> Provided information

▬▬▬▬▬▬

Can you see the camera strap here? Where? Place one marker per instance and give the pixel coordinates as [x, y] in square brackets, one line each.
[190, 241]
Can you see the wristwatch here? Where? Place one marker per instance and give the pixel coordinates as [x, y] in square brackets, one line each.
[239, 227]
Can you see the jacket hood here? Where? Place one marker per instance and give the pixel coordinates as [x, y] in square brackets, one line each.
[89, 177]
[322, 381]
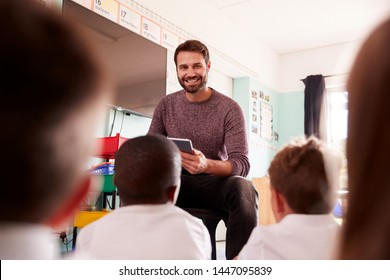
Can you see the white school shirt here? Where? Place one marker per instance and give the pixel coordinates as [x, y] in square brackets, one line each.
[159, 232]
[25, 241]
[295, 237]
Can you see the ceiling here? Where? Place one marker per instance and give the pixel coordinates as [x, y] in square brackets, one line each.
[296, 25]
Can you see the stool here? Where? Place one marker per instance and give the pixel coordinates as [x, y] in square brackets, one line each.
[211, 219]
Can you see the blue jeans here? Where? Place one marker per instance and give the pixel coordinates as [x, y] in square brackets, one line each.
[234, 196]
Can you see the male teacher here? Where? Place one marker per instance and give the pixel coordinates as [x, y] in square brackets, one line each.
[213, 175]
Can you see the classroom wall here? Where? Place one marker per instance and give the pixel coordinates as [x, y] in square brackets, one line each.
[233, 49]
[331, 60]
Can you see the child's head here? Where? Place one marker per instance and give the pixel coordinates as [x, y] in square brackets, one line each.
[147, 170]
[53, 91]
[306, 174]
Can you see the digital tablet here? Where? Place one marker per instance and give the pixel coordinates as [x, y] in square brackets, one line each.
[185, 145]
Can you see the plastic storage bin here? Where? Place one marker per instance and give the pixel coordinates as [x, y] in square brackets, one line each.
[109, 145]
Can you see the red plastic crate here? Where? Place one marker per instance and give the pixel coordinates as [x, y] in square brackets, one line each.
[109, 145]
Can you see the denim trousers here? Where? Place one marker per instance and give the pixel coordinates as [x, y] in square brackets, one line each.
[234, 196]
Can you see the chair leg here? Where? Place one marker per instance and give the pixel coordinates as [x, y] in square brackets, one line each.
[211, 225]
[74, 237]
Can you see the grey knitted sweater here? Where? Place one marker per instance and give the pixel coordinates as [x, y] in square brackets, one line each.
[215, 126]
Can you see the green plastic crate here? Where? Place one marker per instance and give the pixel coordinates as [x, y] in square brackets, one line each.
[108, 183]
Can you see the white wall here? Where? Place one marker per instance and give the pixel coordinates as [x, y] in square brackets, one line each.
[331, 60]
[241, 55]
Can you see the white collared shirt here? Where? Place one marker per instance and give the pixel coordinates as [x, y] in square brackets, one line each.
[159, 232]
[296, 236]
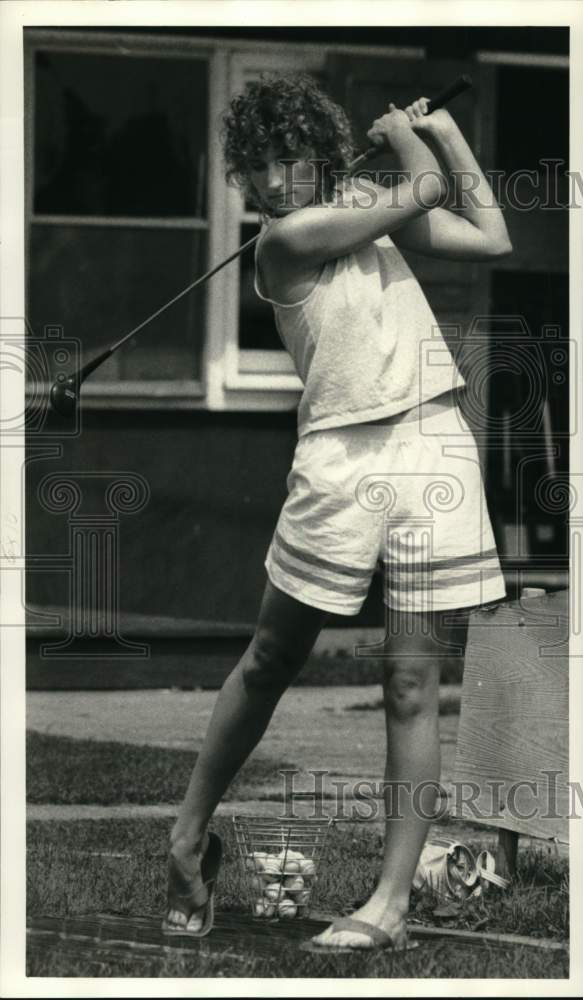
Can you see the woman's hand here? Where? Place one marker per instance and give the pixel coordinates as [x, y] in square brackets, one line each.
[439, 123]
[390, 130]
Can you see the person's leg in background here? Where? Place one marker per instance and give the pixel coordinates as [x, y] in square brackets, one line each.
[416, 643]
[286, 632]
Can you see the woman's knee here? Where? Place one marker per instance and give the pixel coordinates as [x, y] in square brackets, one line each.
[410, 690]
[269, 663]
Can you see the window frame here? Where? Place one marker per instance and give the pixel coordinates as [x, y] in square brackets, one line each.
[124, 393]
[231, 378]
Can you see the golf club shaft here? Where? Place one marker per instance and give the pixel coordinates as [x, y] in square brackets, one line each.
[457, 87]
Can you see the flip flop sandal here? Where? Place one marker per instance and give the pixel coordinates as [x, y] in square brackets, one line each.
[382, 940]
[180, 891]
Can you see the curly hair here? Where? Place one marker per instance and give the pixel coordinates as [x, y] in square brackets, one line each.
[288, 112]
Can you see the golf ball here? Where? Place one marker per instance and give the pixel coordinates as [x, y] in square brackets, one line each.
[287, 909]
[272, 866]
[308, 867]
[292, 867]
[272, 891]
[293, 883]
[290, 855]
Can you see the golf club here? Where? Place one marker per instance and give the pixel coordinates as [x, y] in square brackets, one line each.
[64, 393]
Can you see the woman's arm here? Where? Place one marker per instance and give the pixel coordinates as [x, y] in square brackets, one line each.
[478, 232]
[311, 236]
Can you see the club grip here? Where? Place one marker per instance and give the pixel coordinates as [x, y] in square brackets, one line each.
[457, 87]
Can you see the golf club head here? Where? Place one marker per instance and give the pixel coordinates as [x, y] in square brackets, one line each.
[64, 396]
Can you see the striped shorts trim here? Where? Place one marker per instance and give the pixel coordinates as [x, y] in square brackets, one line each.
[432, 541]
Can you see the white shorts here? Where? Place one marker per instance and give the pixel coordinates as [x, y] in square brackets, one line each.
[407, 497]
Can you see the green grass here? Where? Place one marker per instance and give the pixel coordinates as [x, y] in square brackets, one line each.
[67, 771]
[119, 865]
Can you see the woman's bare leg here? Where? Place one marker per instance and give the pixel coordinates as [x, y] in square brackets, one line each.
[285, 633]
[411, 695]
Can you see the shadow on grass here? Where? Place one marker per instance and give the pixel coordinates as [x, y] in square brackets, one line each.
[120, 866]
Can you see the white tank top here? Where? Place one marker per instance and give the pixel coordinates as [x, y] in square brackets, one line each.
[364, 342]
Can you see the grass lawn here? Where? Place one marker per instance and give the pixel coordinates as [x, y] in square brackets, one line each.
[106, 866]
[119, 866]
[66, 771]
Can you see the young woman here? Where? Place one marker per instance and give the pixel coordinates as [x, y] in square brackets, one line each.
[372, 479]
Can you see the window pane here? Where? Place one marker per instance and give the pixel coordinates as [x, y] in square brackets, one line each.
[98, 283]
[120, 135]
[256, 324]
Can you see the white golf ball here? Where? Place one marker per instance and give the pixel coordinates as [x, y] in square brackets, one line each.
[290, 855]
[293, 883]
[307, 867]
[272, 891]
[287, 909]
[292, 867]
[272, 866]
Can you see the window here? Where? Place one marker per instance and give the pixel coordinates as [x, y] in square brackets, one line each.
[127, 205]
[118, 206]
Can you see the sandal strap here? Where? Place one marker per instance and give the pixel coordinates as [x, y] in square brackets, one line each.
[380, 937]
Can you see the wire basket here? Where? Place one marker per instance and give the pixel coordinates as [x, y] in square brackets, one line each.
[280, 861]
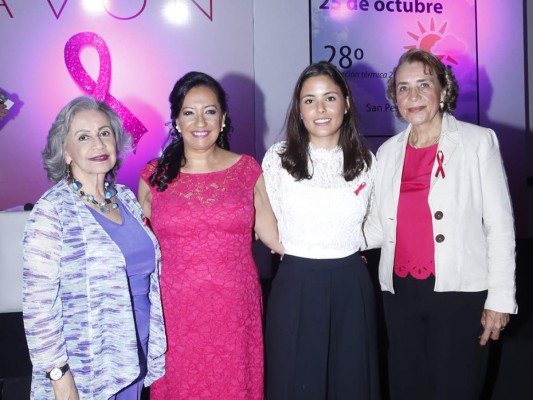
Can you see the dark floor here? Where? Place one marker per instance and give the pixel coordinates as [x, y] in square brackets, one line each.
[510, 374]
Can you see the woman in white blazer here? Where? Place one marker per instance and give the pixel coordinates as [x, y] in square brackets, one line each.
[442, 216]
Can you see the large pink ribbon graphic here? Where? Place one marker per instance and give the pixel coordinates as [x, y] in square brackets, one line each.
[99, 89]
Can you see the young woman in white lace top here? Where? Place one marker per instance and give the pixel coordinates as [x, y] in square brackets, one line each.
[320, 327]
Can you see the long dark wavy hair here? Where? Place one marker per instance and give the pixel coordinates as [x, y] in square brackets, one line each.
[173, 158]
[295, 155]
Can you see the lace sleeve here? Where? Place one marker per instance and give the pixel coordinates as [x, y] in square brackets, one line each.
[272, 171]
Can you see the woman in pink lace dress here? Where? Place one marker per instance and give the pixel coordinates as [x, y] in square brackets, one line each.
[205, 203]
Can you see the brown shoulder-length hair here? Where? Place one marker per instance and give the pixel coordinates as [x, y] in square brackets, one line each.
[432, 65]
[295, 154]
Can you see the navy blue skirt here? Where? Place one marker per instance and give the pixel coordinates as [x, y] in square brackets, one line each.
[320, 337]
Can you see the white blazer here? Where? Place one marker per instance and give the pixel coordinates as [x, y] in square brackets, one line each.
[471, 210]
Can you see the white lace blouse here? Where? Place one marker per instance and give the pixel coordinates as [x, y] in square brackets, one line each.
[319, 217]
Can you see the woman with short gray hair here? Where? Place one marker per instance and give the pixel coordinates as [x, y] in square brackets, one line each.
[91, 297]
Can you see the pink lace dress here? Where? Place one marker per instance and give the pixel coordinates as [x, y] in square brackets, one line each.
[210, 287]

▬▬▬▬▬▬

> Problem to work on
In the material above, find the line with "Can you see the navy"; then copy it and every line after it, exactly, through the end.

> Solution to this task
Can you see the navy blue skirt here? Where? Place one marker per instance and give the pixel coordinates as [x, y] in square brackets, one line each.
[320, 337]
Can you see the white blazer here? Where? Place one marker per instance and give the pixel coordinates as [x, y] in square brackets, one line each.
[471, 210]
Can you see the white lace blouse here? Where? Place one marker per instance and give the pixel coordinates as [x, y] in square brackets, one line each.
[319, 217]
Can you see the woman with short gray hair here? Where? Place one marker per instance and give the pixel coordinates as [x, y] in square brackets, one line each.
[91, 297]
Can you see the pink lace dress here? Where? Place one marker per instance and give the pixel coordinates as [x, y] in square brackets, one line each.
[210, 287]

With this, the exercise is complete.